§ **Data shown**:
= = =
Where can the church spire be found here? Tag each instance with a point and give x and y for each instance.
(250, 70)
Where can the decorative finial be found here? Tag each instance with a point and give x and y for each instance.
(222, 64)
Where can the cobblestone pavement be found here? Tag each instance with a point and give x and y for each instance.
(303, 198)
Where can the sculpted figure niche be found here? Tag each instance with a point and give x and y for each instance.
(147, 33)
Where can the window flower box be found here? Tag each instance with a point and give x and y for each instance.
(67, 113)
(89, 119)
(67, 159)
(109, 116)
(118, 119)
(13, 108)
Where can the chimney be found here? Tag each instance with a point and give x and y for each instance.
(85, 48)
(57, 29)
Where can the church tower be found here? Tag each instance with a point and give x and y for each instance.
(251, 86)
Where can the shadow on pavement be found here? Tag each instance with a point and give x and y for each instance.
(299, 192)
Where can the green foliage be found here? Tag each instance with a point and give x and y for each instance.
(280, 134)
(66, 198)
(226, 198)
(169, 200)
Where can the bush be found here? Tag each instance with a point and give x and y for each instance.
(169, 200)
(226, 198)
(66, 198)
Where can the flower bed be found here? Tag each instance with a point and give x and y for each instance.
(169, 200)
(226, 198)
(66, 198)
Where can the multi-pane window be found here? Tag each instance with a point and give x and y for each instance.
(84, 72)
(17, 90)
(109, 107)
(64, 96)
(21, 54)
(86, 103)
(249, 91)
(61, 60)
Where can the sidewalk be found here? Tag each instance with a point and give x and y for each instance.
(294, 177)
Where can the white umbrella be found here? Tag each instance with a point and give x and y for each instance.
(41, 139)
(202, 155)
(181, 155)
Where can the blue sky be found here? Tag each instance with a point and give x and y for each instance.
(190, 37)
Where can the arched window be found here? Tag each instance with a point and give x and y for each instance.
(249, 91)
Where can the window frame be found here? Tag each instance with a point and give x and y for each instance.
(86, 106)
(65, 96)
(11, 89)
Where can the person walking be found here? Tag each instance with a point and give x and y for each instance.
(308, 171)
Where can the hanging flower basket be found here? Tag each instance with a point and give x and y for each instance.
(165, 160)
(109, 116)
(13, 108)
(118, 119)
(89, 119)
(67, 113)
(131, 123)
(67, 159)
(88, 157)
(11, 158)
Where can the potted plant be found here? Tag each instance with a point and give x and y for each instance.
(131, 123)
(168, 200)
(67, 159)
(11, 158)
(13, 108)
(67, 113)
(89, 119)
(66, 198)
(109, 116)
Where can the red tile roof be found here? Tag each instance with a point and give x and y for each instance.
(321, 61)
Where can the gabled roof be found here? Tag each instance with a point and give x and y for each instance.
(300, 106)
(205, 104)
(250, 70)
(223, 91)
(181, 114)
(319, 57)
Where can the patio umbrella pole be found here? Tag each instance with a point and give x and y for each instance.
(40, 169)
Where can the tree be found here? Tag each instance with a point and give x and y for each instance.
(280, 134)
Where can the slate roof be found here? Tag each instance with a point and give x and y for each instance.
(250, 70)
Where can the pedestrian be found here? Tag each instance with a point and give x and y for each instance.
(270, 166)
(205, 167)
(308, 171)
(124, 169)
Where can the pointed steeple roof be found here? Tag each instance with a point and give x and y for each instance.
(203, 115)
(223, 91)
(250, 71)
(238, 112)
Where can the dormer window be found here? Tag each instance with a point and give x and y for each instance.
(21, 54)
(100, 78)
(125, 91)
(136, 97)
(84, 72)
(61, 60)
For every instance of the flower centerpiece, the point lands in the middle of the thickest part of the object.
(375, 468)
= = =
§ **What this task involves**:
Render all the records above as a two-column CSV with the header row instruction,response, one row per record holding its text and its answer. Wrap each field in double quotes and replace every line break inside a field with a space.

§ **Solution for this task**:
instruction,response
"Where can the church spire be found here? Tag each instance with a point and give x and y for each instance.","(250, 70)"
"Where can the decorative finial be found here? Tag each instance with a point and give x and y for each instance.","(222, 64)"
"Where can the cobblestone pavement be found here? Tag each instance with a point and give x and y for each instance.","(303, 198)"
"Where can the sculpted figure niche be found here? Tag each instance with a point and give x and y for each instance.","(147, 33)"
"Where can the window flower box be found here? Tag each instance with a point and give x and y for each instance.","(67, 113) (89, 119) (67, 159) (109, 116) (118, 119) (13, 108)"
"Where can the chimney be found here? Tag each instance with a point and give x and y for each instance.","(85, 48) (57, 29)"
"Where can the church tower be found here? Tag each instance with a point and give x and y for each instance.","(251, 86)"
"Where can the shadow on pavement be found here? Tag each instance with a point and give x and y for each instance.","(299, 192)"
"Where can the green foliage be found here? Tag each instance with a point and give x and y for each instance.","(280, 134) (66, 198) (226, 198) (169, 200)"
"Where can the bush be found here? Tag each instance with a point and give x and y for each instance.","(169, 200) (226, 198) (66, 198)"
"Where can the flower bed be found here? Tag each instance with a point and give x and y for each instance.","(169, 200) (226, 198) (66, 198)"
"Where can the multi-pane window be found here? Tag each instance with a point and give x and y for each instance.","(84, 72) (17, 90) (109, 107) (64, 96) (21, 54) (86, 103) (249, 91) (61, 60)"
"Where can the sidewalk be found here? Tag each instance with a point and give x and y for each instance.","(294, 177)"
"Where can the white umbrella be found here? Tag each instance with a point and give x and y for each instance.","(41, 139) (202, 155) (181, 155)"
"Where can the blue sky be found here? Tag each instance with a point and give x and y for each instance.","(190, 37)"
"Where can the arched window be found here? Tag each instance with a point and give x and y for each instance.","(249, 91)"
"Where can the window frame be found here? Tag each instance with a point and give x and y for each instance.","(86, 106) (65, 96) (11, 89)"
"Where can the person walking be found here? Tag each instance with a point and give x and y for each instance.","(308, 171)"
"Where can the hanging flower basket be found here? Tag each instance with a point and give x and y for each instance.","(165, 160) (109, 116) (13, 108) (118, 119) (89, 119) (67, 113) (131, 123) (67, 159) (88, 157) (11, 158)"
"Where can the potted plant be found here? Tag each instance with a point and give x and y for each instance.","(131, 123) (168, 200) (67, 159) (11, 158) (13, 108) (67, 113) (89, 119) (66, 198) (109, 116)"
"Where can the red tile roof be found here? Tag each instance with a point and give x and y for each instance.","(321, 61)"
"Where can the gabled roof be found here? Tag each instance with a point and give x and y for each instance.","(300, 106) (205, 104) (250, 70) (223, 91) (181, 114) (319, 57)"
"Where can the patio umbrella pole be found here? Tag each instance with a point and give x and y for each instance.","(40, 169)"
"Where can the tree be found here? Tag each instance with a point and give x and y for each instance.","(280, 134)"
"Where can the slate roof be found here? Tag each instance with a point and give x and y for each instance.","(250, 70)"
"Where can the pedestrian be found here? Tag each instance with a point and give x and y for each instance.","(270, 166) (205, 167) (308, 171) (124, 169)"
"Where can the pointed steeple roof be found here? Tag each instance with a point and give x and y for each instance.","(203, 115) (223, 91) (250, 71) (238, 112)"
"Where can the dormer window be found here? Tag each instance with a point and give x and y for each instance.","(21, 54) (100, 78) (125, 91) (136, 97) (84, 72) (61, 60)"
"For every instance of the flower centerpiece, the point lands in the middle of the thickest part of the object.","(375, 468)"